» **TASK REQUIREMENTS**:
Repeat every line below exactly, word for word.

── PROVIDED RECORDS

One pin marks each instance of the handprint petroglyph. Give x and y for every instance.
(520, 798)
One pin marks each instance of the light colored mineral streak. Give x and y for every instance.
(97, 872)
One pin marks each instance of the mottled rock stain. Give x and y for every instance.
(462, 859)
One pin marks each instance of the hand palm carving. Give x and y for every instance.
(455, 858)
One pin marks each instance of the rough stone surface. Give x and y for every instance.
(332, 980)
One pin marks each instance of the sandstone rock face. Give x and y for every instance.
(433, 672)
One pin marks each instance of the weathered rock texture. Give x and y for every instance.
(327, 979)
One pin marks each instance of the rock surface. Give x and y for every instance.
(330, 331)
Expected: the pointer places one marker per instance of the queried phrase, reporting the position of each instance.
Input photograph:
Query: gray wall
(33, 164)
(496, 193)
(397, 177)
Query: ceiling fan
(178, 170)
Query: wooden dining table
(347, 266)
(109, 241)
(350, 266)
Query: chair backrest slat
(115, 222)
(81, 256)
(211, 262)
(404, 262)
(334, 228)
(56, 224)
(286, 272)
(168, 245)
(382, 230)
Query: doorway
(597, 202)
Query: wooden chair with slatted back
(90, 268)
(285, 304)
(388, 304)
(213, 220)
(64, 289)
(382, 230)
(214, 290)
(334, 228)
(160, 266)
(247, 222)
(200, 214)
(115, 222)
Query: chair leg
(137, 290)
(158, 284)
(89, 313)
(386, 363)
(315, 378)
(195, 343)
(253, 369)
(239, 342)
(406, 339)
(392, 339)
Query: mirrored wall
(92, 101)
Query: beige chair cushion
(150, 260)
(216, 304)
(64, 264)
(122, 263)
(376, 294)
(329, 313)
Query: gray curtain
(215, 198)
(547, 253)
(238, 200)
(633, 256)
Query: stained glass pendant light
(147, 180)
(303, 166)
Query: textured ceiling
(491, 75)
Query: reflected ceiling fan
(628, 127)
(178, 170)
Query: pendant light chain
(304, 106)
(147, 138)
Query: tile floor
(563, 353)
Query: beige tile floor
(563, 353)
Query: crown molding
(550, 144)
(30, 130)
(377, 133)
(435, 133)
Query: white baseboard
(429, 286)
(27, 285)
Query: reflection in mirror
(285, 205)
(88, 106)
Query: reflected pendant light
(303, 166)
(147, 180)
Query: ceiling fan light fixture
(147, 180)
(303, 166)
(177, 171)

────

» **OUTPUT FOR THIS EXERCISE**:
One pin marks each instance of the handprint petroglyph. Give x and y for every instance.
(520, 798)
One pin marks each instance of the light colored mineral streak. Give x and y for every instance.
(97, 872)
One pin marks each instance of the mottled rock stain. Give x and y for every instance.
(462, 859)
One pin marks each instance of the hand palm carving. Give x and y for every instance.
(455, 858)
One pin marks each instance of the rough stone surface. Give x and y for every instance.
(332, 980)
One pin marks each instance of the sandstone rock face. Give x and y for every instance.
(433, 672)
One pin marks each instance of the weathered rock texture. Give x and y for every instance.
(327, 979)
One pin marks each instance of the rock surface. Give x and y for every instance.
(330, 331)
Expected: the pointer places one marker per instance of the queried phrase, reporting the position of each instance.
Input photograph:
Query: gray wall
(33, 164)
(496, 193)
(397, 177)
Query: ceiling fan
(178, 170)
Query: wooden dining table
(347, 266)
(109, 241)
(350, 266)
Query: chair backrest slat
(115, 222)
(81, 256)
(211, 262)
(404, 262)
(334, 228)
(56, 224)
(286, 272)
(168, 245)
(382, 230)
Query: doorway
(597, 202)
Query: wooden chair with slatted back
(90, 268)
(285, 304)
(388, 304)
(213, 220)
(64, 289)
(382, 230)
(214, 290)
(334, 228)
(160, 266)
(247, 222)
(200, 214)
(115, 222)
Query: chair leg
(137, 290)
(158, 284)
(89, 313)
(386, 363)
(315, 378)
(195, 343)
(253, 369)
(239, 342)
(406, 339)
(392, 339)
Query: mirrored wall
(92, 101)
Query: beige chair cushion
(150, 260)
(216, 304)
(64, 264)
(122, 263)
(376, 294)
(329, 313)
Query: gray curtain
(215, 198)
(547, 253)
(238, 200)
(633, 256)
Query: stained glass pendant light
(147, 180)
(303, 166)
Query: textured ceiling
(491, 75)
Query: reflected ceiling fan
(628, 127)
(178, 170)
Query: pendant light chain
(304, 106)
(147, 138)
Query: tile floor
(563, 353)
Query: beige tile floor
(563, 353)
Query: crown molding
(550, 144)
(30, 130)
(377, 133)
(435, 133)
Query: white baseboard
(429, 286)
(27, 285)
Query: reflection in mirror
(285, 205)
(88, 106)
Query: reflected pendant light
(303, 166)
(147, 180)
Query: ceiling fan light fixture
(147, 180)
(303, 166)
(177, 171)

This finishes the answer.